_Provided data_:
◇ ◇ ◇ ◇ ◇ ◇ ◇
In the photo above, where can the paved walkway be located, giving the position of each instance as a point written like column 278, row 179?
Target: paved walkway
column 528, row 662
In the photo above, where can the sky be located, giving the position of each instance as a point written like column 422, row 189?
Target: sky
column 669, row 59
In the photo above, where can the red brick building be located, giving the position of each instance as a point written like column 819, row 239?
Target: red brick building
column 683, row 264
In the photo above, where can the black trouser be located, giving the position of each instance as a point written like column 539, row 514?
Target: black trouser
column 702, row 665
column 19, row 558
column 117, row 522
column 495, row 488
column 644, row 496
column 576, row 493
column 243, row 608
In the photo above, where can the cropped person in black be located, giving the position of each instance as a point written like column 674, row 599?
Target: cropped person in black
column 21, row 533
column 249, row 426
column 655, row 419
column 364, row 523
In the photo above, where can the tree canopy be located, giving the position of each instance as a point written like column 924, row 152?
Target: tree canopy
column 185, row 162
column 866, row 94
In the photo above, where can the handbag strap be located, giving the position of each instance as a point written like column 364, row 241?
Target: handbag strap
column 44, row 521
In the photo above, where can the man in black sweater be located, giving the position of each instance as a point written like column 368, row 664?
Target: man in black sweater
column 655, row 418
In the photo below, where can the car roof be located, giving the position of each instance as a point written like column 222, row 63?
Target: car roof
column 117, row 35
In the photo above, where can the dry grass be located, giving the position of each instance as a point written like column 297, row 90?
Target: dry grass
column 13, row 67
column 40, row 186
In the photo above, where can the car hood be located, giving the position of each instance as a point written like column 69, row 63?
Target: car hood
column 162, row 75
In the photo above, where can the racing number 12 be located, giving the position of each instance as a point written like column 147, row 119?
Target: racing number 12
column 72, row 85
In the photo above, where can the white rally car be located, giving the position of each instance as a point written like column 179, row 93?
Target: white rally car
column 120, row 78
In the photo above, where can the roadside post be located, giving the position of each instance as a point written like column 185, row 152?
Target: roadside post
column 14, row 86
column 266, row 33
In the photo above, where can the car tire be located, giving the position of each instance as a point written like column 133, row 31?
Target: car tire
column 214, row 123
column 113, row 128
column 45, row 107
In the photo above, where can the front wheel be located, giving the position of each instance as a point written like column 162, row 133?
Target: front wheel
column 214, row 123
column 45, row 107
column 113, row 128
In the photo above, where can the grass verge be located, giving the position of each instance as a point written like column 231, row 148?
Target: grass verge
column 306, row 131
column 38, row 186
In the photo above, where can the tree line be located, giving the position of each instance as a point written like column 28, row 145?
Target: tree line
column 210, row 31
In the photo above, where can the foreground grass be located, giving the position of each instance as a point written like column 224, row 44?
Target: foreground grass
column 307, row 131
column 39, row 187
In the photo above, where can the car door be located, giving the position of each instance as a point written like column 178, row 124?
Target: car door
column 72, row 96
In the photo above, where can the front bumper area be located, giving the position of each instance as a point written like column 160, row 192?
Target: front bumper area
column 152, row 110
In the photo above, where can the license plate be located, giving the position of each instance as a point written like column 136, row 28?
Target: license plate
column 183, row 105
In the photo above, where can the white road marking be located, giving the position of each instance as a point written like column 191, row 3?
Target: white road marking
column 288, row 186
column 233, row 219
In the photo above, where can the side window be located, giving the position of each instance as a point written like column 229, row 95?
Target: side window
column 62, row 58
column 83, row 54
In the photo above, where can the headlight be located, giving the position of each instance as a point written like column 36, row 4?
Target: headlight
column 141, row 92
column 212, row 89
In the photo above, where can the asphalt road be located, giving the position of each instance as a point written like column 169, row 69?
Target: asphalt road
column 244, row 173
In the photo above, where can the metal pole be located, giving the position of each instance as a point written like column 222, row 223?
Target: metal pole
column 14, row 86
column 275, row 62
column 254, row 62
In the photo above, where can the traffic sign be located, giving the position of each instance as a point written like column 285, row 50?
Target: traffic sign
◇ ◇ ◇ ◇ ◇ ◇ ◇
_Given request_:
Present every line of the listing above as a numbered list, leaving out any blank lines.

_Final answer_:
1. In the photo above, where can the paved walkway be located, giving the position of each instance as a point written like column 278, row 179?
2. Target: paved walkway
3. column 528, row 662
4. In the photo above, where can the sky be located, giving the position of each instance as a point written like column 422, row 189?
5. Target: sky
6. column 669, row 59
7. In the photo above, where can the red brick building be located, giving the position of each instance as a point written like column 819, row 239?
8. Target: red brick building
9. column 683, row 264
10. In the photo above, where can the black trouser be located, giving the position of each instance as a point written like column 539, row 514?
11. Target: black trouser
12. column 702, row 665
13. column 19, row 558
14. column 117, row 522
15. column 495, row 488
16. column 644, row 496
17. column 576, row 493
18. column 243, row 608
19. In the photo above, where can the cropped person in black be located, giving the position of each instance as a point written like column 674, row 599?
20. Target: cropped person in black
21. column 21, row 533
22. column 249, row 426
23. column 655, row 419
24. column 364, row 523
25. In the photo above, where can the tree canopy be located, giving the position of each instance as a point written like column 924, row 152?
26. Target: tree canopy
27. column 185, row 162
28. column 866, row 94
29. In the photo above, where can the handbag strap be located, giving the position of each instance as a point written like column 364, row 241?
30. Target: handbag strap
31. column 44, row 521
32. In the photo above, where can the man in black sweater be located, giving the position of each instance as a point written like column 368, row 664?
33. Target: man in black sweater
34. column 655, row 418
35. In the photo below, where can the car roof be located, giving the position of each instance as a point written like column 222, row 63?
36. Target: car roof
37. column 117, row 35
38. In the photo above, where can the dry grass be located, giving the position of each instance as a point written like column 297, row 90?
39. Target: dry grass
40. column 13, row 67
41. column 40, row 186
42. In the photo above, where can the car hood be located, giving the position of each instance as a point written like column 69, row 63?
43. Target: car hood
44. column 162, row 75
45. In the photo above, where can the racing number 12 be located, giving the position of each instance as a point written like column 147, row 119?
46. Target: racing number 12
47. column 72, row 85
48. In the photo above, where can the white rally car be located, giving the position of each instance as a point written like column 179, row 93?
49. Target: white rally car
50. column 120, row 78
51. In the photo above, where can the roadside post be located, giving the position of each instance as a point written like column 185, row 152?
52. Target: roadside post
53. column 14, row 86
54. column 266, row 33
55. In the photo above, where can the car tire be located, giving the position of each instance as a point written like column 133, row 31?
56. Target: car tire
57. column 214, row 123
58. column 113, row 128
59. column 45, row 107
60. In the photo above, where can the front wheel be located, giving the position of each instance as a point written like column 162, row 133?
61. Target: front wheel
62. column 214, row 123
63. column 45, row 107
64. column 113, row 128
65. In the photo above, where can the grass verge be located, giving the position of each instance as a point written like column 231, row 148?
66. Target: grass verge
67. column 306, row 131
68. column 38, row 186
69. In the photo above, where can the tree line be located, giving the position of each instance as a point written like column 28, row 145?
70. Target: tree line
71. column 210, row 31
72. In the photo above, where can the foreground grass be located, giving the position of each instance as a point written like column 224, row 44?
73. Target: foreground grass
74. column 307, row 131
75. column 39, row 187
76. In the photo above, where can the car door be located, giving the position of each instance as a point written like column 178, row 124?
77. Target: car door
78. column 72, row 96
79. In the photo above, where can the front bumper area be located, giving the position of each instance as a point written like column 160, row 192?
80. Target: front bumper area
81. column 152, row 110
82. In the photo above, where can the license plate be located, giving the position of each instance as a point written like column 136, row 28?
83. Target: license plate
84. column 183, row 105
85. In the photo above, where can the white road marking be located, giving the position of each instance as a point written like column 191, row 3?
86. Target: white road marking
87. column 288, row 186
88. column 233, row 219
89. In the photo above, where can the side window be located, giving the position of each instance as a point written like column 229, row 95?
90. Target: side window
91. column 62, row 58
92. column 83, row 54
93. In the photo above, where can the headlight be located, giving the position of each instance as a point written like column 36, row 4?
94. Target: headlight
95. column 141, row 92
96. column 212, row 89
97. In the photo above, where can the asphalt road be located, giving the position of each instance as a point written like column 169, row 69?
98. Target: asphalt road
99. column 244, row 173
100. In the photo above, where can the metal pole be located, giving the position of each instance as a point written like column 222, row 223?
101. Target: metal pole
102. column 14, row 86
103. column 275, row 62
104. column 254, row 62
105. In the photo above, where can the traffic sign be located, giving the position of each instance as a point written like column 285, row 50?
106. Target: traffic sign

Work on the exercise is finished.